Count the lines in the data below that contain the string "marquee". Reply with only that number.

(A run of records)
—————
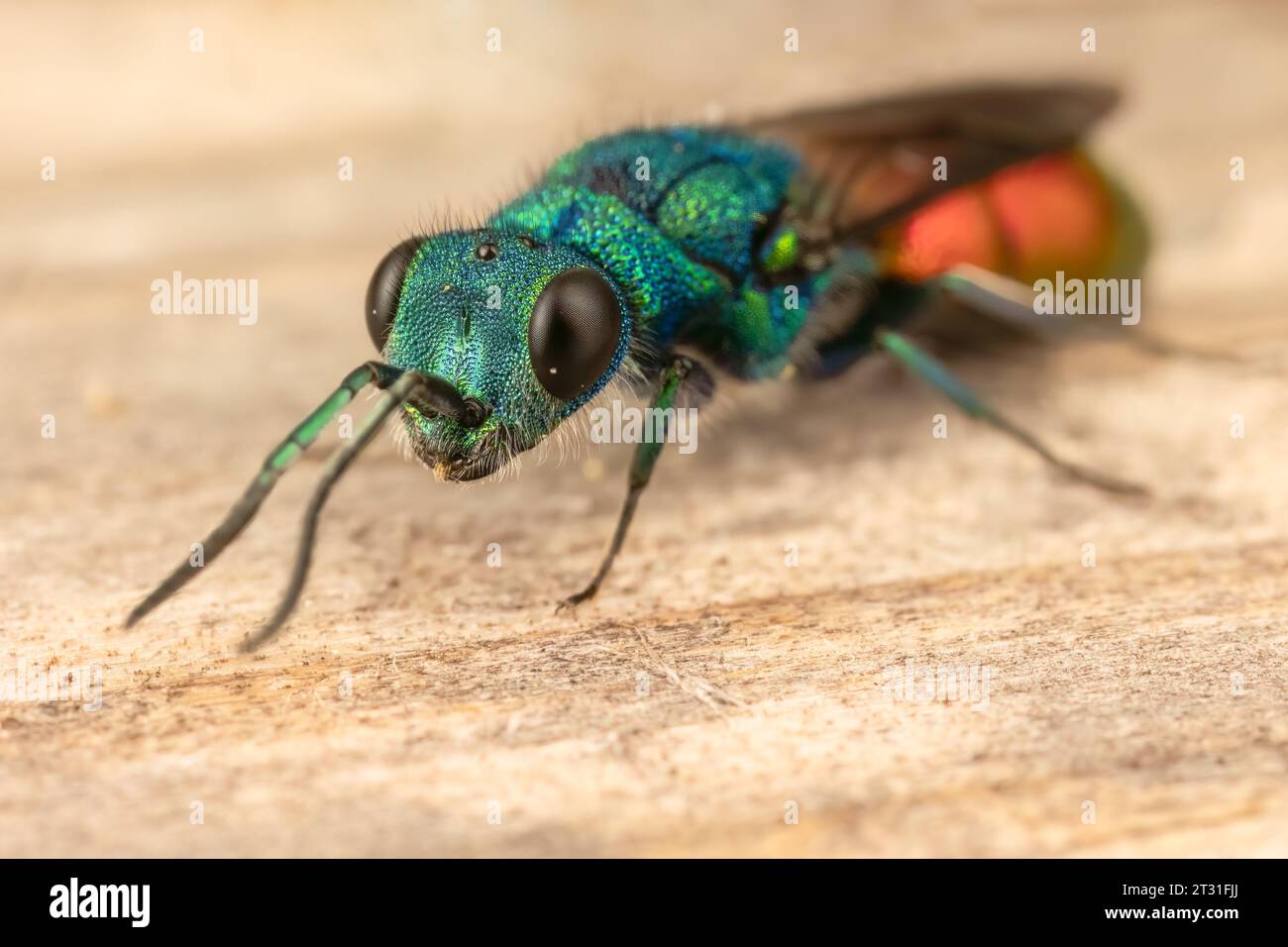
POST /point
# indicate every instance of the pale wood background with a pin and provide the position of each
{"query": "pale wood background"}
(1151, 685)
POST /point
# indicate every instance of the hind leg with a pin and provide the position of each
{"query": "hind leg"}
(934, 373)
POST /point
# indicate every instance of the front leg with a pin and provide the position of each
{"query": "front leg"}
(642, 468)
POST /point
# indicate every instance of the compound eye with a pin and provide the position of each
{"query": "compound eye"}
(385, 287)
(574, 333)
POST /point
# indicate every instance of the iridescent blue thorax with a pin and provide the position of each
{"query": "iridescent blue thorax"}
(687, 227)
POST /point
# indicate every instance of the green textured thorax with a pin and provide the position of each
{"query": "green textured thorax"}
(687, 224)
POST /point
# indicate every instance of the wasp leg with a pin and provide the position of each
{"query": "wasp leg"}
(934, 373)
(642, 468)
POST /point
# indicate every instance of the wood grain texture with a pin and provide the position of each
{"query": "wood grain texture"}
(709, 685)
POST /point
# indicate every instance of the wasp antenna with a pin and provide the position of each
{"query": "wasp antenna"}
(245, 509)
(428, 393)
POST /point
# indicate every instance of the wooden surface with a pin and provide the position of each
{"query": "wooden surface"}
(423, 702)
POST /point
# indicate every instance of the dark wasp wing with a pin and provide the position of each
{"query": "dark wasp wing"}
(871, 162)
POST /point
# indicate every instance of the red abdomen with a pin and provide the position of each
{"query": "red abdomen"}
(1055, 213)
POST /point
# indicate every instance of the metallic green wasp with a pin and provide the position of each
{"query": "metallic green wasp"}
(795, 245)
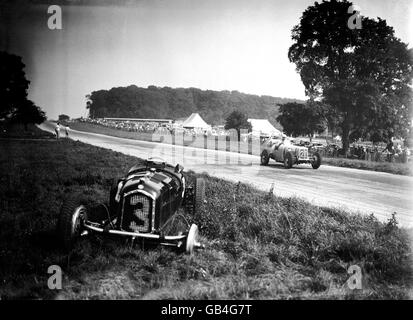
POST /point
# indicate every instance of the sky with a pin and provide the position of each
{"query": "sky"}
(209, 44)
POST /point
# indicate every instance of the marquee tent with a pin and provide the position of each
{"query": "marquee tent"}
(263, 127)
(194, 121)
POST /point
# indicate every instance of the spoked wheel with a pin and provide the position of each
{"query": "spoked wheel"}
—————
▸ **Right answer**:
2